#### Text excerpt
There is no doubt that advertisements are everywhere, in fact the average woman sees about 400 to 600 advertisements per day. (1) There have been numerous studies done on the scope of advertisements and how they depict men and women differently. It been found that sexuality in advertisement have continued to increase since the 1980’s. Also more female models as apposed to male models are suggestively dressed in these advertisements. In general interest magazines, men are less likely to be suggestively dressed than in 1984 and female models are more likely to be portrayed in decorative roles than are men, and less likely to be featured in more non-stereotypical or equal roles.(2)
    It was also found that 28% of female models in television commercials had comments made about their looks, as apposed to male models that were commented on looks only 7% of the time. (3) Even in advertisements aimed towards children the difference can be seen. For example in a study that looked at Saturday morning toy commercials, it was found that 50% of commercials that were aimed at girls discussed physical attractiveness within the advertisement, while none of the commercials aimed at boys referred to appearance. (1) Many questions then arise as to how these commercials effect women and their body image.

#### Listed entries
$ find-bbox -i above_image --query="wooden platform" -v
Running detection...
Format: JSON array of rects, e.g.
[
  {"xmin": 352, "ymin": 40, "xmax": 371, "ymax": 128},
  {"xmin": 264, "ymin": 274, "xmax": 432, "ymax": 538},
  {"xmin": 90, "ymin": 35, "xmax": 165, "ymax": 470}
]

...

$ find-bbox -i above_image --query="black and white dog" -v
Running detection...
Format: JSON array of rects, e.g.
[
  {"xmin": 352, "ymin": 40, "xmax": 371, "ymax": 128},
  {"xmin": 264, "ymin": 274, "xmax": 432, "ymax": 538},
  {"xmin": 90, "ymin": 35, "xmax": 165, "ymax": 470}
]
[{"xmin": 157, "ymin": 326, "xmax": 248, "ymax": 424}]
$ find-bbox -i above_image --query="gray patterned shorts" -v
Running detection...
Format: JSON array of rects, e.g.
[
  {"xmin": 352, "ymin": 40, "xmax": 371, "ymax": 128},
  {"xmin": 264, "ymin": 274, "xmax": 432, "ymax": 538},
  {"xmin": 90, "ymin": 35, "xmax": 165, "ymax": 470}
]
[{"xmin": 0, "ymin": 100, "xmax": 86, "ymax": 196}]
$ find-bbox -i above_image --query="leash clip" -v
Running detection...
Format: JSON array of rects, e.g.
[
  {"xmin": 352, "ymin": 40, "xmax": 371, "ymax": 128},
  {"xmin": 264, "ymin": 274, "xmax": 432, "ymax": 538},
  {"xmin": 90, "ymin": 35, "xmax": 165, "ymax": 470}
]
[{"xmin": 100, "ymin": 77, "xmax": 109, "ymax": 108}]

--

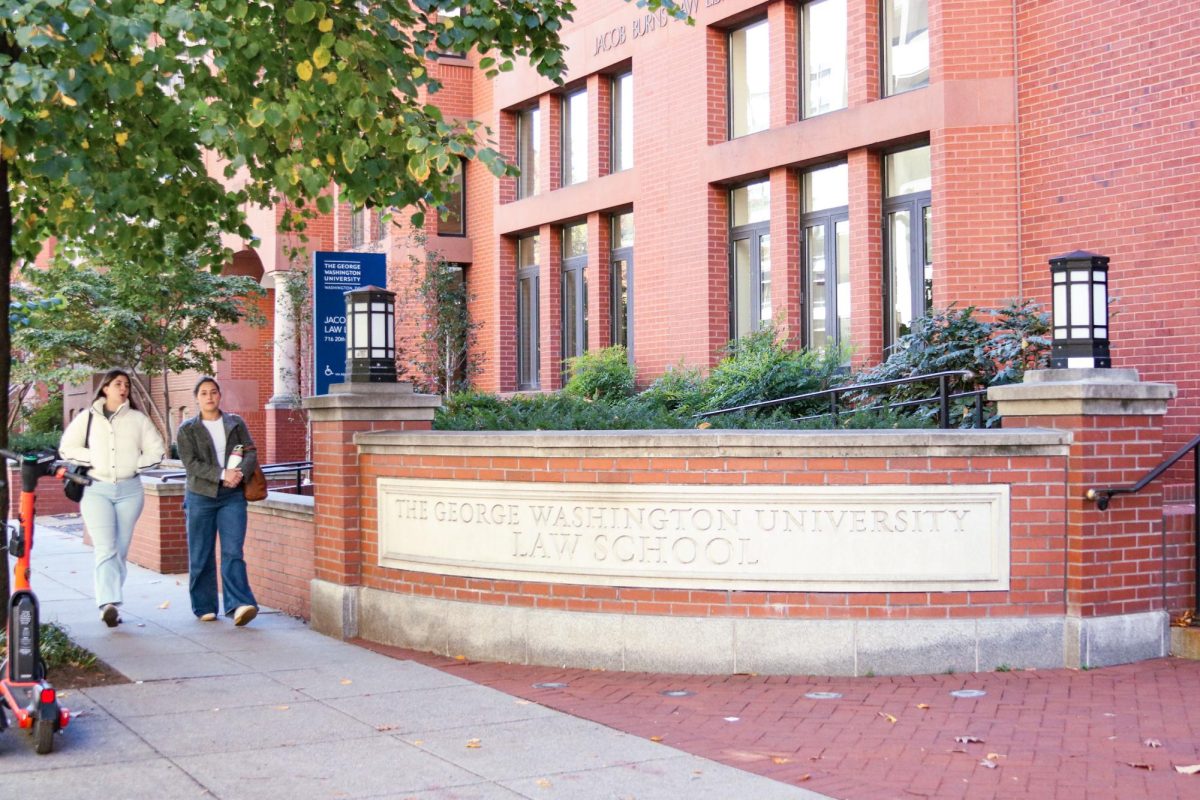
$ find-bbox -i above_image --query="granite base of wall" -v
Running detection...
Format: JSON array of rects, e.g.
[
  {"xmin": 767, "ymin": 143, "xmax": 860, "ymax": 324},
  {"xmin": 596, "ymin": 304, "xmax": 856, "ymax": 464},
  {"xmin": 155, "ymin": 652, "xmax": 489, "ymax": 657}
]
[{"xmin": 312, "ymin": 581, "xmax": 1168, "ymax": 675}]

#### What to work on
**1.** What basis does the passage on advertisements give for saying that the difference shows up "Even in advertisements aimed towards children"? Answer in one to three sentences.
**2.** Can you repeat the passage on advertisements word for word, between "It was also" and "their body image.", inclusive?

#### Responses to the exercise
**1.** The passage cites a study of Saturday morning toy commercials. It found that 50% of commercials aimed at girls discussed physical attractiveness, while none of the commercials aimed at boys referred to appearance.

**2.**
It was also found that 28% of female models in television commercials had comments made about their looks, as apposed to male models that were commented on looks only 7% of the time. (3) Even in advertisements aimed towards children the difference can be seen. For example in a study that looked at Saturday morning toy commercials, it was found that 50% of commercials that were aimed at girls discussed physical attractiveness within the advertisement, while none of the commercials aimed at boys referred to appearance. (1) Many questions then arise as to how these commercials effect women and their body image.